Exercise goal: With the pictures left out, restate every entry word for word.

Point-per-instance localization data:
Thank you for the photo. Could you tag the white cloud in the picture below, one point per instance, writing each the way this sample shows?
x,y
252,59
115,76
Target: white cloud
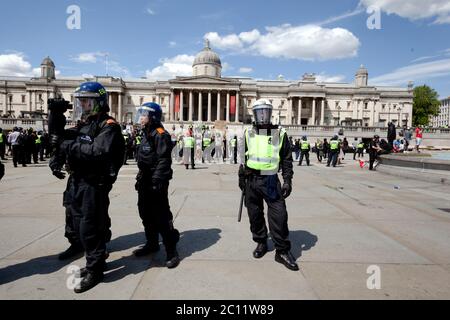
x,y
415,72
245,70
88,57
16,65
227,67
307,42
180,65
414,9
323,77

Result:
Thank you for the photo. Could you tag the white cloud in the picture below, one point per instance, writing each the way this sample shows?
x,y
252,59
115,76
Target: white cloud
x,y
415,72
245,70
88,57
16,65
227,67
307,42
180,65
414,9
323,77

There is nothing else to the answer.